EXTRAHIERTER TEXT:
────────
# Problem mit Sonderzeichen, UTF-8 und MySQL



## j0Shi (27. November 2007)

Hey,

habe vor kurzem meine Webseite und Datenbank komplett auf UTF-8 umgestellt. Soweit hat alles funktioniert. Habe sowohl im Header als auch auf HTML-Ebene utf-8 als charset angegeben, die Datenbank auf UTF-8 umgestellt und in der MySQL-Klasse nach dem connect() die Datenbankverbindung auf UTF-8 gestellt mit SET NAMES .... usw. Außerdem in jedem Formular accept-charset=utf-8 als zusätzliche Sicherheit.
────────
BEREITGESTELLTE DATEN:
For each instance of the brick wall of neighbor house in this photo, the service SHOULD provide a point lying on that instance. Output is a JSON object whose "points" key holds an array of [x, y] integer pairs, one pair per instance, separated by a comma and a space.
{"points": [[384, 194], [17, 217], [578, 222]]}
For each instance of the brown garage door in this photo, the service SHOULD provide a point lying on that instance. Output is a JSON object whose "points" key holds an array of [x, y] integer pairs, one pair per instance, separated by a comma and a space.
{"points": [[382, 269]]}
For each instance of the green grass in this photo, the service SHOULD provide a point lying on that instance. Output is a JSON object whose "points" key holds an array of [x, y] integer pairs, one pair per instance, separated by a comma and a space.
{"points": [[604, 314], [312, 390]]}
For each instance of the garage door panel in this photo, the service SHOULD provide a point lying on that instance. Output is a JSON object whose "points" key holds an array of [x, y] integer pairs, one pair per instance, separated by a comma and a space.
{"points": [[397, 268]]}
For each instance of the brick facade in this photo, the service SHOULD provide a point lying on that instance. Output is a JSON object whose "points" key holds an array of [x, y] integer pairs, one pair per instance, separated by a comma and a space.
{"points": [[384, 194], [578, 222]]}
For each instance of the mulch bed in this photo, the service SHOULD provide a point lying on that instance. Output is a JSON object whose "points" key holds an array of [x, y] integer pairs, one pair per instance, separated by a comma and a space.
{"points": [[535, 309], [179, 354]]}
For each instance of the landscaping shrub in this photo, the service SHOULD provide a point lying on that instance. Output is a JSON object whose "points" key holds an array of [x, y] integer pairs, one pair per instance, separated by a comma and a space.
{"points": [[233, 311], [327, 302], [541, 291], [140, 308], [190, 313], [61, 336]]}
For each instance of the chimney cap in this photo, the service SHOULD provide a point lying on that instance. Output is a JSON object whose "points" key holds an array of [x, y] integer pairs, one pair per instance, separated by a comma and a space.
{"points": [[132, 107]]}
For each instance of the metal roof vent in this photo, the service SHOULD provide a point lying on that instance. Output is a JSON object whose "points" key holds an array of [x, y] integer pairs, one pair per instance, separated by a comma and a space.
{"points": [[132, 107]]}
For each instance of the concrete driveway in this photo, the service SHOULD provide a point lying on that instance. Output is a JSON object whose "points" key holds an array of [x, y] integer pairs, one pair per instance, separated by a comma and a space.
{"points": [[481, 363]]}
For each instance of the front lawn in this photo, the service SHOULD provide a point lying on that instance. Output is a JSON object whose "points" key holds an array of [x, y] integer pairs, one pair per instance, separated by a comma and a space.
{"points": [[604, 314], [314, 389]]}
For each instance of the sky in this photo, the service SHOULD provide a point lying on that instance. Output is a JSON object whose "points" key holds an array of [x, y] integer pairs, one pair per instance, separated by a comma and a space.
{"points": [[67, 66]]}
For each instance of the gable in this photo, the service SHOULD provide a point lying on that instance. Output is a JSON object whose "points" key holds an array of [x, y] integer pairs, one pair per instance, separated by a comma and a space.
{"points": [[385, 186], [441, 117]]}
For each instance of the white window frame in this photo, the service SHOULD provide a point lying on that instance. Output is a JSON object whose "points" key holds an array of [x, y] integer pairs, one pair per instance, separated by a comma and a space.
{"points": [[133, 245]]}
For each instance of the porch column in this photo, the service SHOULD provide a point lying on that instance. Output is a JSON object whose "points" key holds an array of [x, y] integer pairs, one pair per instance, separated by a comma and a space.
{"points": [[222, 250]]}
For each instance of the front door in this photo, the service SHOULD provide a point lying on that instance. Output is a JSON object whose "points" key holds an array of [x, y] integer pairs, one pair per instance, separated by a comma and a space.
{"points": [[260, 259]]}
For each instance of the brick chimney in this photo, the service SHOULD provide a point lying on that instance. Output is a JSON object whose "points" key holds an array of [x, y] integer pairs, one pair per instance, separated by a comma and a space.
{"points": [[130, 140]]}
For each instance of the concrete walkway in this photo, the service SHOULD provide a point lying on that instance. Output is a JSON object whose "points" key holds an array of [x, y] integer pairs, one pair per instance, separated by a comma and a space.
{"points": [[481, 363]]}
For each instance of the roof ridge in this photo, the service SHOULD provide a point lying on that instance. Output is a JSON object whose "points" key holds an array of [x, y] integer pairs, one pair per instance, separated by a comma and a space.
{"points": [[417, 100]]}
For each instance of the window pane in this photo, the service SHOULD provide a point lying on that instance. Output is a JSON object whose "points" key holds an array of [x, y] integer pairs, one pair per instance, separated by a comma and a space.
────────
ZU ERLEDIGENDE AUFGABEN:
a) Was hat j0Shi laut dem Beitrag über UTF-8 und MySQL zusätzlich in jedem Formular angegeben?
b) Setze den Beitrag über UTF-8 und MySQL nach seinem letzten Satz fort.

ANTWORTEN:
a) accept-charset=utf-8, als zusätzliche Sicherheit.

b)
Einziges Problem: Die Zeichen ä.ü und ö werden scheinbar als ganz normale Vokale übermittelt wenn ich sie in ein Formular eingebe. Suche ich nach ä erhalte ich die gleiche Ergebnissmenge wie bei a, analog dazu bei ü,u und ö,o. Bei allen anderen Sonderzeichen (habe z.B. das ß und ein paar koreanische und polnische probiert) funktioniert es einwandfrei, nur eben bei den drei Umlauten nicht. Die Datenmenge stammt natürlich noch aus ISO-Zeiten und wurde nach UTF-8 konvertiert. Ich kann mir momentan nicht erklären warum ich bei einer suche nach Sälsä als Ergebnis sowohl Sälsä als auch Salsa bekomme oder bei einer Suche nach ää, Ergebnisse wie Aale ... sind nur Beispiele, aber so ist es momentan. Benutze als Suchmuster in der MySQL-Abfrage LIKE ... kann es damit zusammenhängen?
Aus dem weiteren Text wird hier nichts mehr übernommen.